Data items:
— Start —

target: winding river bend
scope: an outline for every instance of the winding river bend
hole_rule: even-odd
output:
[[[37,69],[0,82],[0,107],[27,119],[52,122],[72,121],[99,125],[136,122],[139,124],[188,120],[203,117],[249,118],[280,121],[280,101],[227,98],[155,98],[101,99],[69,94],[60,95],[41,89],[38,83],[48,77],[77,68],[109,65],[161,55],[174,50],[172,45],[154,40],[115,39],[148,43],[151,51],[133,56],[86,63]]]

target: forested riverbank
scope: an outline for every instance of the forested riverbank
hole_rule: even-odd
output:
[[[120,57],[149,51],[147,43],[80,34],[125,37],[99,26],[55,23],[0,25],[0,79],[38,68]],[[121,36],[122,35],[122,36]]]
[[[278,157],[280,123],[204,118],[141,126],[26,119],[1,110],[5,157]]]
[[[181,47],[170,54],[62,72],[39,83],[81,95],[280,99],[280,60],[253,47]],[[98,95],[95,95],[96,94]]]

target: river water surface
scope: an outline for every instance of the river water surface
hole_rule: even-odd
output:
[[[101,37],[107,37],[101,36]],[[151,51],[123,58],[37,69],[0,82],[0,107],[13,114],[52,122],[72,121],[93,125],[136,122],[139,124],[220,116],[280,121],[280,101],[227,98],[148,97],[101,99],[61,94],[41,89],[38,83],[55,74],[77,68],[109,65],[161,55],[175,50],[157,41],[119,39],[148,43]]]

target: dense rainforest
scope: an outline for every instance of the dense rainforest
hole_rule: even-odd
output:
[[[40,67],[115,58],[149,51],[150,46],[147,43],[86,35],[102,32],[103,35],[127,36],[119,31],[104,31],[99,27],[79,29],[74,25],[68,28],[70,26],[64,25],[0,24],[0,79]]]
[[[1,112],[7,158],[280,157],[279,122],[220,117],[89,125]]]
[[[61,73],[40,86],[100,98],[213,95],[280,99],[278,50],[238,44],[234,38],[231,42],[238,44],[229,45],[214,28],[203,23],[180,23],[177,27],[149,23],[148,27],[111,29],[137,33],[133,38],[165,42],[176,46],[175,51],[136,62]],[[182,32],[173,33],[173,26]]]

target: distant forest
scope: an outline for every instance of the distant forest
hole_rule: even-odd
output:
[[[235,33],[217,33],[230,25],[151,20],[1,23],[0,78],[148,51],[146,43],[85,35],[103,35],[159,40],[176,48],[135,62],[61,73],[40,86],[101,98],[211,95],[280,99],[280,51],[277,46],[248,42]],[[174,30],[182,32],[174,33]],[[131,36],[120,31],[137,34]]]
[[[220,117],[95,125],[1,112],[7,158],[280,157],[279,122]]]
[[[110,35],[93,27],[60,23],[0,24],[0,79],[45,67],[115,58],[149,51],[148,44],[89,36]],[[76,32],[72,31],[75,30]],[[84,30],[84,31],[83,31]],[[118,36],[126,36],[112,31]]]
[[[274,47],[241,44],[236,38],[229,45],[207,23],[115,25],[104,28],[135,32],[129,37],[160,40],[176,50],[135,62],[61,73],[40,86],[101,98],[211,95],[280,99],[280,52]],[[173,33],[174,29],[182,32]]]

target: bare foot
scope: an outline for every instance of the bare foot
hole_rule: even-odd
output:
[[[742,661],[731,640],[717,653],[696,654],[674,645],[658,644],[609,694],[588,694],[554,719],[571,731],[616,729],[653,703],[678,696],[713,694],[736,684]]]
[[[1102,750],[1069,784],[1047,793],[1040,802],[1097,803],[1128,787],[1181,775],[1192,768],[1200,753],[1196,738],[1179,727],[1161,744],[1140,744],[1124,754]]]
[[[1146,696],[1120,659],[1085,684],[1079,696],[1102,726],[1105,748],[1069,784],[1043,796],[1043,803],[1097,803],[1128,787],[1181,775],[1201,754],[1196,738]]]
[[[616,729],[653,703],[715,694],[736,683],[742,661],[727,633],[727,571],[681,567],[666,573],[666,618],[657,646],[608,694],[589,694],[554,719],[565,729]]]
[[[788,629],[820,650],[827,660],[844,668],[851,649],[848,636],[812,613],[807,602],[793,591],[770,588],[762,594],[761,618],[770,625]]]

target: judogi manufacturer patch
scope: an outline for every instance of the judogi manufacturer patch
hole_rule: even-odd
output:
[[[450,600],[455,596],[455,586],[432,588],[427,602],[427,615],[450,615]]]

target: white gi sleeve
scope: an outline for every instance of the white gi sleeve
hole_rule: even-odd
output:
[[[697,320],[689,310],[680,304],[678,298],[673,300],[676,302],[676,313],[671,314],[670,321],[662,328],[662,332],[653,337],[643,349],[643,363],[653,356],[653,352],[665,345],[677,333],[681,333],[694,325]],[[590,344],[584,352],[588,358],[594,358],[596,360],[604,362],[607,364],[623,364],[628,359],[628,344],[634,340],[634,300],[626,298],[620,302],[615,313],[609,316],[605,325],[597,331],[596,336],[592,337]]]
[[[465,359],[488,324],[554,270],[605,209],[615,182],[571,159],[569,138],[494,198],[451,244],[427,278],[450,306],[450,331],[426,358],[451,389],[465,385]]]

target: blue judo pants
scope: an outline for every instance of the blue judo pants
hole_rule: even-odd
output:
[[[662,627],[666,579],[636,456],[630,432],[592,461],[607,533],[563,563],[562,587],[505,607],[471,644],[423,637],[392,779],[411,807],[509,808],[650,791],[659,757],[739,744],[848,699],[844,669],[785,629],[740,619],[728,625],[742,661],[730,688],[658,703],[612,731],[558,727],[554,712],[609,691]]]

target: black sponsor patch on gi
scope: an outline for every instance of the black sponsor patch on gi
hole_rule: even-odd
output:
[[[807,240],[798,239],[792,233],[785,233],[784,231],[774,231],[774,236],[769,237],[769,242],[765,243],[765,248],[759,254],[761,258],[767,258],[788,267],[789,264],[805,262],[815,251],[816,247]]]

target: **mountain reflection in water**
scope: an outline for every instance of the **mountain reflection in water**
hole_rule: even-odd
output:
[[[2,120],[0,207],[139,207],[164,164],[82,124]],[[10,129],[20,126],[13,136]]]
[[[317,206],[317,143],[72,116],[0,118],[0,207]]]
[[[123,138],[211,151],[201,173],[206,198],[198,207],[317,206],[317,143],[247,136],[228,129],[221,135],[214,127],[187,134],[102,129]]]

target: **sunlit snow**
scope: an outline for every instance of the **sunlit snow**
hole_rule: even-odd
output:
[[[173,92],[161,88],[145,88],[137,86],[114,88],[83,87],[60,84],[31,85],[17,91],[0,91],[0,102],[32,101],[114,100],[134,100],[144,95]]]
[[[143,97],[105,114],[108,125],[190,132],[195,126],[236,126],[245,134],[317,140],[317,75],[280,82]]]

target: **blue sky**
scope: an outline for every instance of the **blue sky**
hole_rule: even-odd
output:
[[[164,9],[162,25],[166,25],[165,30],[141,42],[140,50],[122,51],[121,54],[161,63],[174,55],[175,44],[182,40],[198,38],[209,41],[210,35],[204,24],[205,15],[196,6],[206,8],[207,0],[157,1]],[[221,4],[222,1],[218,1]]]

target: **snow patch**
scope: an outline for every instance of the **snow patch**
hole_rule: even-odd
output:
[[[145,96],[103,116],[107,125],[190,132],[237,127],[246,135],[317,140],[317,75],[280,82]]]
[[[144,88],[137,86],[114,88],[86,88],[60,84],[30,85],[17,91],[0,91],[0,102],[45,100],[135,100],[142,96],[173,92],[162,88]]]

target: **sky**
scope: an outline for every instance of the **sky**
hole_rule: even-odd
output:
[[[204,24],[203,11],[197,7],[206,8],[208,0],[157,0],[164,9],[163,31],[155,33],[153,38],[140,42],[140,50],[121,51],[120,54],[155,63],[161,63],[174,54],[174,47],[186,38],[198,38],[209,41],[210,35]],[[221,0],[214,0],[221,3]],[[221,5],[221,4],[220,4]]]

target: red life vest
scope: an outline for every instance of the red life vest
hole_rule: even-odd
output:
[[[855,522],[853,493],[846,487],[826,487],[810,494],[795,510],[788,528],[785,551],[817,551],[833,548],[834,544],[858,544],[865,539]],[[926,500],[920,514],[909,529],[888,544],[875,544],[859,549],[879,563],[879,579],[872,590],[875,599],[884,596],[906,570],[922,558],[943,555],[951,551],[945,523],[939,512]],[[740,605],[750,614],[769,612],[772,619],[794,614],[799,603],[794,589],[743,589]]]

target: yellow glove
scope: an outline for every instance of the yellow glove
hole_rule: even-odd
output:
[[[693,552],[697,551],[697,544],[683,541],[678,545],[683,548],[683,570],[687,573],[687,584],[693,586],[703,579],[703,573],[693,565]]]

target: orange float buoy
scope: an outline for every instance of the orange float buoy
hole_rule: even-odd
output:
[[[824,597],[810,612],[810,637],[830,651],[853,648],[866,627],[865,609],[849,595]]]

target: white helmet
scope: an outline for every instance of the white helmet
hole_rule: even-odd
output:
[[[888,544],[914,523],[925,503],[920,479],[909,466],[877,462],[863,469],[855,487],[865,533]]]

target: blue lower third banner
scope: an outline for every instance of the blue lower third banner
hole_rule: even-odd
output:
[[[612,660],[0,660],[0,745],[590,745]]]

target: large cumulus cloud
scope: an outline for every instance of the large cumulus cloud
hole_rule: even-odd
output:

— End —

PROBLEM TO WORK ON:
Copy out the records above word for word, from the line containing "target: blue lower third banner" through the end of the records.

OUTPUT FOR THIS TASK:
target: blue lower third banner
scope: an outline for every instance of the blue lower third banner
hole_rule: even-odd
output:
[[[612,660],[0,660],[0,745],[590,745]]]

target: large cumulus cloud
scope: an outline for every instance of the large cumulus cloud
hole_rule: even-odd
output:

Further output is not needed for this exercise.